▶ **Source extract**:
NOAA-GFDL/NDSL

Communication between ranks failing when using DaCe orchestration.

Closed this issue · 0 comments

Describe the bug
When running in parallel the error: TypeError: Expected Node, got SerializableObject . Error observed when running Orchestrated dace:cpu Acoustics test in pyFV3 github workflow.

Failure output:

FAILED tests/savepoint/test_translate.py::test_parallel_savepoint[DynCore-rank=5-call=0] - TypeError: Expected Node, got SerializableObject (<dace.serialize.SerializableObject object at 0x7efbed4f0690>)
================================================== 1 failed, 1 deselected, 232 warnings in 29.09s ===================================================
FAILED

===================================================================== FAILURES ======================================================================
__________________________________________________ test_parallel_savepoint[DynCore-rank=3-call=0] ___________________________________________________

self = <gt4py.cartesian.backend.dace_backend.SDFGManager object at 0x7fbf8d36a710>

    def _frozen_sdfg(self, *, origin: Dict[str, Tuple[int, ...]], domain: Tuple[int, ...]):
        frozen_hash = shash(origin, domain)

▶ **Problem to work on**: In the bug report, rewrite the part from the words "Describe the bug" through the words "pyFV3 github workflow.", swapping "workflow" for "pipeline".

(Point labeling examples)
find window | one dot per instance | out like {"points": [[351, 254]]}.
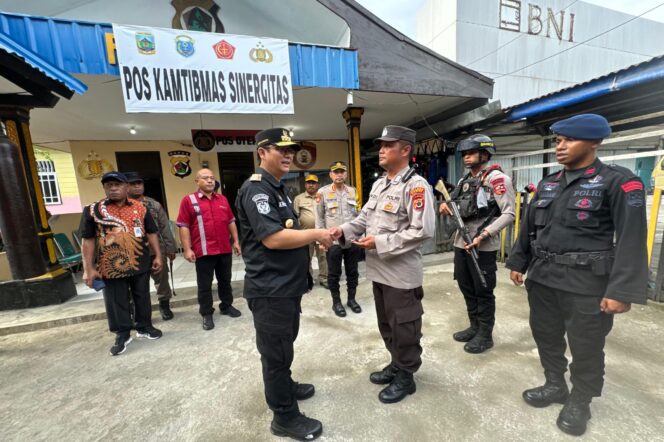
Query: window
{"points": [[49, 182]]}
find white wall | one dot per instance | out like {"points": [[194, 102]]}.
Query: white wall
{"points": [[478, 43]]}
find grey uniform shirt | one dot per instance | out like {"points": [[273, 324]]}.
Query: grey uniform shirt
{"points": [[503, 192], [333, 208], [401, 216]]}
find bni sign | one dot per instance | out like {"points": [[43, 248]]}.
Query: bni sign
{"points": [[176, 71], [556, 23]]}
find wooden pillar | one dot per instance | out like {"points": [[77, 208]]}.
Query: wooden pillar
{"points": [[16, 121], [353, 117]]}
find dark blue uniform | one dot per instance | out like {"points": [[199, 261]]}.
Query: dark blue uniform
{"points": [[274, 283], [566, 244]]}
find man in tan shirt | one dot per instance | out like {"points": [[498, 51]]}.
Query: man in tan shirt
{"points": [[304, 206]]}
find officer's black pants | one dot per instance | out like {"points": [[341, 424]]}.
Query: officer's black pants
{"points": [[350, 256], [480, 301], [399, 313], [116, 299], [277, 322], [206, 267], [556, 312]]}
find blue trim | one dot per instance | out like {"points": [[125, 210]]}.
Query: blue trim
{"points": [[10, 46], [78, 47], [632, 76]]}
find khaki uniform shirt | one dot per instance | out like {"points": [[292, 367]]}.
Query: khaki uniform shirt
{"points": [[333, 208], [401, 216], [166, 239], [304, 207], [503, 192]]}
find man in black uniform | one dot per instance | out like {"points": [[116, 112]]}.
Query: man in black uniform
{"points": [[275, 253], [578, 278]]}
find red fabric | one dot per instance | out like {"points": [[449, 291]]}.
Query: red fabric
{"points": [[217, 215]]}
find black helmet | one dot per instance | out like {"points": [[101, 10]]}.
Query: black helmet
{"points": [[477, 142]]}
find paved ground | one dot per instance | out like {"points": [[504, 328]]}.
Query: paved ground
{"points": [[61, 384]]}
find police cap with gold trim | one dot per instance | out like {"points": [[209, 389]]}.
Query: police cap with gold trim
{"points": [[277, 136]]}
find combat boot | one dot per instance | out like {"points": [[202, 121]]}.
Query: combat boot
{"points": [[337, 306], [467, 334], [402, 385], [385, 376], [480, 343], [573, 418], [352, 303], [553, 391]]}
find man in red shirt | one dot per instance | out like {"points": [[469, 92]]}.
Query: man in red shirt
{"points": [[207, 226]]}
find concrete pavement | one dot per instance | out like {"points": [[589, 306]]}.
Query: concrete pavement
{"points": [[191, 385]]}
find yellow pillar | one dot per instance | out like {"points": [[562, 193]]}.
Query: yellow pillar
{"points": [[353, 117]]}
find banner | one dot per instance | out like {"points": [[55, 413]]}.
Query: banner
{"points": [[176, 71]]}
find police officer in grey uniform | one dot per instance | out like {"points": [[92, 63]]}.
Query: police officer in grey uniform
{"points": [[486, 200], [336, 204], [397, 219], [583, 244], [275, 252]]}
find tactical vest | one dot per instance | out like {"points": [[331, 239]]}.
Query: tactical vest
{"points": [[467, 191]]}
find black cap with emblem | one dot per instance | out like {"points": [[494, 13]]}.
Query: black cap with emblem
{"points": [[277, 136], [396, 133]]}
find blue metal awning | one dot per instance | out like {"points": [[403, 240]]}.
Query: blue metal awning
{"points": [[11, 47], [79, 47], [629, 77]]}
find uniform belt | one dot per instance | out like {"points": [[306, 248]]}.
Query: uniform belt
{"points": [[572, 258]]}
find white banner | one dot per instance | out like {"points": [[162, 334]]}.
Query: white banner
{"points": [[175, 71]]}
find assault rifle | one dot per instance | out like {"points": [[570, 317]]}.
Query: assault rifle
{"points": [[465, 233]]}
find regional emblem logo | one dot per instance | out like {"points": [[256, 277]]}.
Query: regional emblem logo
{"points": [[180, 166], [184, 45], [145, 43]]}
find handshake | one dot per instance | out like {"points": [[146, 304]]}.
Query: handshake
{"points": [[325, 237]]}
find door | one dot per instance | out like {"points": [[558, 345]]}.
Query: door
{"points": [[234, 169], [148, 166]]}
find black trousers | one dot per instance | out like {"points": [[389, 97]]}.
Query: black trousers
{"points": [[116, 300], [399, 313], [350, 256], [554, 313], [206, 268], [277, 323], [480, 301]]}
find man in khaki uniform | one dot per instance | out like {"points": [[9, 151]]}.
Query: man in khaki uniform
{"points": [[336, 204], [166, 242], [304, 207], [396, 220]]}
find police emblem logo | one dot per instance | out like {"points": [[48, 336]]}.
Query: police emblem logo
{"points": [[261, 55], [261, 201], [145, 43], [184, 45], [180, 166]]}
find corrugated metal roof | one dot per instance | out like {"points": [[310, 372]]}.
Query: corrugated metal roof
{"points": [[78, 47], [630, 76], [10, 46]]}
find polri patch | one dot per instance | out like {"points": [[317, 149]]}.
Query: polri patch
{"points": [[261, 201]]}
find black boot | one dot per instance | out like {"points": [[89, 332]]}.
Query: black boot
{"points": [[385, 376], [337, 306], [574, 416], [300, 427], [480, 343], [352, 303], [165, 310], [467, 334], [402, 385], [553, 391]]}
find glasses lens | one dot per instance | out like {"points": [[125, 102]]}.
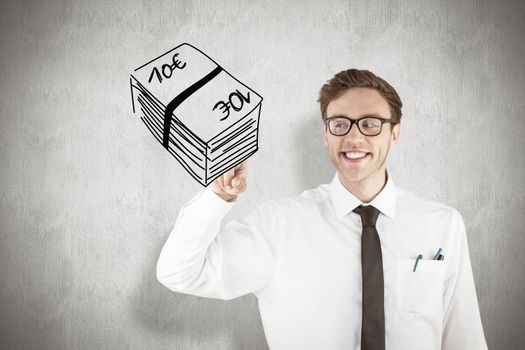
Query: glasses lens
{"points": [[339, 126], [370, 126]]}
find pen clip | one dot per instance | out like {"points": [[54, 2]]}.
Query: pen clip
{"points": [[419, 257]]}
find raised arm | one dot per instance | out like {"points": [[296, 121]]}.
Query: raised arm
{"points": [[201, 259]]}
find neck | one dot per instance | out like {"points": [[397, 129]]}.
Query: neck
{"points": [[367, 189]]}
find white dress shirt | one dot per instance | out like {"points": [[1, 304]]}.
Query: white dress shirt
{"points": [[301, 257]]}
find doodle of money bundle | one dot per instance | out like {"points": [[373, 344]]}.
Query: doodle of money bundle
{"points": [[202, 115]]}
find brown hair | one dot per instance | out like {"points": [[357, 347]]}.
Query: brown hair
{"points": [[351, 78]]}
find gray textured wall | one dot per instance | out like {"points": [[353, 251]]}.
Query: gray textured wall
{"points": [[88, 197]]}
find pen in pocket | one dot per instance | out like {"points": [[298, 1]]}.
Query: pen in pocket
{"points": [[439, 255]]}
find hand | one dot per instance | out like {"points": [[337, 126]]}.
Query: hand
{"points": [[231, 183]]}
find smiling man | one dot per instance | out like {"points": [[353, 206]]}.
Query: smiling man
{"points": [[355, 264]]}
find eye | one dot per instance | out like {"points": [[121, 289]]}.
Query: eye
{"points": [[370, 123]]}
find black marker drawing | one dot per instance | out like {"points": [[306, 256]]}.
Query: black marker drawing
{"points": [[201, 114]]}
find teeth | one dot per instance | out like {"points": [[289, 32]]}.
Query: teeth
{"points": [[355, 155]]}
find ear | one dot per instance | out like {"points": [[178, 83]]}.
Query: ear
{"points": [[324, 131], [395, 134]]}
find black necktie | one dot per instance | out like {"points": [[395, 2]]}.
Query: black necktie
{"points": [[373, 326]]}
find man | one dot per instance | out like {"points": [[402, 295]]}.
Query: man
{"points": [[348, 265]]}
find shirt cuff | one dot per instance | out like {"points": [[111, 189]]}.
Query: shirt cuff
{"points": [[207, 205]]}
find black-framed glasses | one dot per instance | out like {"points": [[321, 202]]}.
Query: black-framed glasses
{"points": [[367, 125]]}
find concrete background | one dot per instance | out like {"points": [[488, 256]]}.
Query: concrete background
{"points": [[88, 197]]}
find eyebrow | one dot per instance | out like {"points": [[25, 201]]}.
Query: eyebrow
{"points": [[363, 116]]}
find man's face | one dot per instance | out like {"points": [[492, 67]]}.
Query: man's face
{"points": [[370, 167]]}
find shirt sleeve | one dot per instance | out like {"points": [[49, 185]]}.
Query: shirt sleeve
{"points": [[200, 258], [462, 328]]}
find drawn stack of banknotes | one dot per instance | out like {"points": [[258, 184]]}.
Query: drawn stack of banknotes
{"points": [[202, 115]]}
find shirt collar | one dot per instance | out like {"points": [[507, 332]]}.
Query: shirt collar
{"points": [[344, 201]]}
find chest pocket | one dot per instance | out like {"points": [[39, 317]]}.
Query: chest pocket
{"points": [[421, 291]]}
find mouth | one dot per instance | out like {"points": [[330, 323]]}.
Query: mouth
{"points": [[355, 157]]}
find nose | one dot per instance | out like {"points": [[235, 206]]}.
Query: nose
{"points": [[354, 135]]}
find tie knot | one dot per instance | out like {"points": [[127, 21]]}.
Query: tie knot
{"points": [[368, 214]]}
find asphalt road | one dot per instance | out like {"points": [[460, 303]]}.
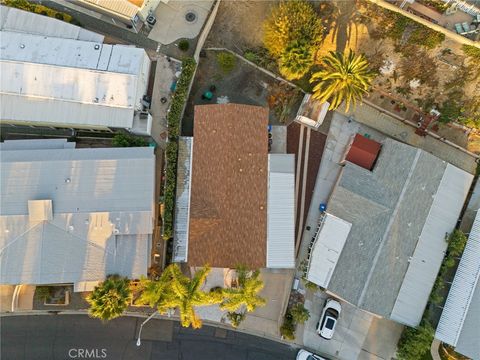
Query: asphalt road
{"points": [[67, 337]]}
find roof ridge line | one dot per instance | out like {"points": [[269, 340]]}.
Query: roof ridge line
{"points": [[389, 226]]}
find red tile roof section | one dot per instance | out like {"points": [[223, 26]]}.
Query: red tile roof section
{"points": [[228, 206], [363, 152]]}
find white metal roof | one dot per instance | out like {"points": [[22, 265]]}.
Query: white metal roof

▶ **Exercise response**:
Describe the bug
When running in parallel the error: TypeError: Expected Node, got SerializableObject . Error observed when running Orchestrated dace:cpu Acoustics test in pyFV3 github pipeline.